Short task: Output the material below in full, exactly as it is.

+++ Supplied data

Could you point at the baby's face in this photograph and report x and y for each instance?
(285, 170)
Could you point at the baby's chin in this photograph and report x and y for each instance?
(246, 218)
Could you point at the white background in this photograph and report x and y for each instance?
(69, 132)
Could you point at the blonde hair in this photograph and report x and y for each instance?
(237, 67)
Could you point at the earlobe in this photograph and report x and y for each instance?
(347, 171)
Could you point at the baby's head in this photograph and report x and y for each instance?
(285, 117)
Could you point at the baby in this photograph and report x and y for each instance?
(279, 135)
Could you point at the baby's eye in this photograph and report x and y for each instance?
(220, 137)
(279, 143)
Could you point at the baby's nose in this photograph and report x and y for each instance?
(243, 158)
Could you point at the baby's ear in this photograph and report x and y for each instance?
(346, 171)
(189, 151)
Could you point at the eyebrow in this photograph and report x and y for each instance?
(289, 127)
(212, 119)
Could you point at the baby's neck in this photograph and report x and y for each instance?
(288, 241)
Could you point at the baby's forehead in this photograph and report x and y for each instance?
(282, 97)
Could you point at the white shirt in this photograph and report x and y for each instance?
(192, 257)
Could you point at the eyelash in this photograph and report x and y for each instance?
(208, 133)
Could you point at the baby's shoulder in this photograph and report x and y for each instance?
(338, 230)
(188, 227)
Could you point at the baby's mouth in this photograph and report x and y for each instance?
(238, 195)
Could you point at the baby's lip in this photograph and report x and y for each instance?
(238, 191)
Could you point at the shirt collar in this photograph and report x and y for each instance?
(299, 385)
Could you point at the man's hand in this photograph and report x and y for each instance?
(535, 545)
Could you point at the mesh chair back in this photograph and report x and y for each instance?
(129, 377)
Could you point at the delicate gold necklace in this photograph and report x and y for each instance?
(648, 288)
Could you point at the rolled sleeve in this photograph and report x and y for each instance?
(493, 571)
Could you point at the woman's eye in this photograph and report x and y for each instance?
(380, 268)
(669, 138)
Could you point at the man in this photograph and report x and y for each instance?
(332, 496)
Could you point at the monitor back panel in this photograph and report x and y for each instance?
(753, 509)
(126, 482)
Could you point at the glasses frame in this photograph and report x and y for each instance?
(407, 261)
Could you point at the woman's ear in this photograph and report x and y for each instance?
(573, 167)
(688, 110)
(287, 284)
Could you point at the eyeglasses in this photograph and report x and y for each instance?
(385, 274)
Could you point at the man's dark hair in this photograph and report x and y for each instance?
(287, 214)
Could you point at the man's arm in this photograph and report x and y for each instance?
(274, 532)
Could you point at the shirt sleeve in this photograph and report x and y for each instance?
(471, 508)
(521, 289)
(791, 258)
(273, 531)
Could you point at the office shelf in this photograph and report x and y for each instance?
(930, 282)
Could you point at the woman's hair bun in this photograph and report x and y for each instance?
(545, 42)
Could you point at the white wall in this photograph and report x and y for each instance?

++++++

Answer for this exercise:
Could you point at the baby's face in this photograph and report x and y for each instance?
(285, 170)
Could you point at the baby's chin in this photograph and report x and y for each instance?
(246, 218)
Could you point at the white background in this photograph and report x and y for each instance?
(69, 132)
Could you point at the blonde hair in this photograph and report x and y for each instance?
(237, 67)
Could you point at the earlobe in this photograph and report x and y for each instance?
(347, 171)
Could you point at the baby's head in this photograph and report x and y for each instance?
(285, 117)
Could you point at the baby in this photograph and report x and y for each instance?
(279, 135)
Could you point at the baby's eye in this photograph and report x and y for each instance?
(220, 137)
(279, 143)
Could you point at the baby's nose in this photograph and report x and y for each instance?
(243, 158)
Could you point at the baby's ear in this photograph and report x and y for each instance?
(346, 171)
(189, 151)
Could you point at the eyebrow in this photograph and report x and y for each instance?
(289, 127)
(212, 119)
Could you point at the baby's neck in this photograph and report x and y for each instance?
(288, 241)
Could you point at the baby's forehead in this photograph and report x and y for each instance?
(282, 97)
Could you point at the white shirt in this photograph and report x and y for each instance?
(192, 257)
Could you point at the eyelash in this photograph and report x and y for each instance?
(208, 133)
Could you point at the baby's shoulder in this photograph and report x and y for each instance?
(338, 230)
(188, 227)
Could you point at the baby's mouth in this photograph and report x and y for each instance?
(238, 195)
Could you point at the baby's lip in this photograph and report x and y for each instance?
(238, 191)
Could you point at the shirt collar in this photograph and report x and y for each instance?
(299, 385)
Could you point at the man's hand in this photograph and report x and y for each instance?
(535, 545)
Could you point at the mesh chair back in this photograph and report x and y for each instance?
(129, 377)
Could you point at the delicate gold necklace in this photograph and report x and y for each instance?
(648, 288)
Could you point at the rolled sleeve in this photograph and report x and y for each instance?
(493, 571)
Could you point at the woman's eye in this photograph and report x and y for each instance?
(380, 268)
(669, 138)
Could you point at the man in this photograph and report x and y for each instance?
(332, 496)
Could you point at the monitor back panel in this photograph and report x and y for each instance?
(753, 509)
(126, 482)
Could you point at the glasses frame in this photograph and report x and y for each instance?
(407, 261)
Could you point at the woman's ear in this photograph and report x and y for each instance?
(573, 167)
(688, 110)
(287, 284)
Could you point at the eyeglasses in this photograph and report x and y for each instance?
(385, 274)
Could you point at the man's dark hair in this photograph and report x and y for each instance?
(287, 214)
Could you point at the man's arm in this photograph and report x and y for each instance?
(274, 532)
Could you point at the shirt sleeve in this photograph and report x and y for each instance?
(471, 508)
(521, 289)
(791, 258)
(273, 531)
Could you point at the office shelf in this photograph and report x and y for each instance?
(930, 282)
Could you point at the woman's hair bun in this photograph and report x and y for each instance?
(545, 42)
Could you point at the white wall in this photograph and report x and y for each instance?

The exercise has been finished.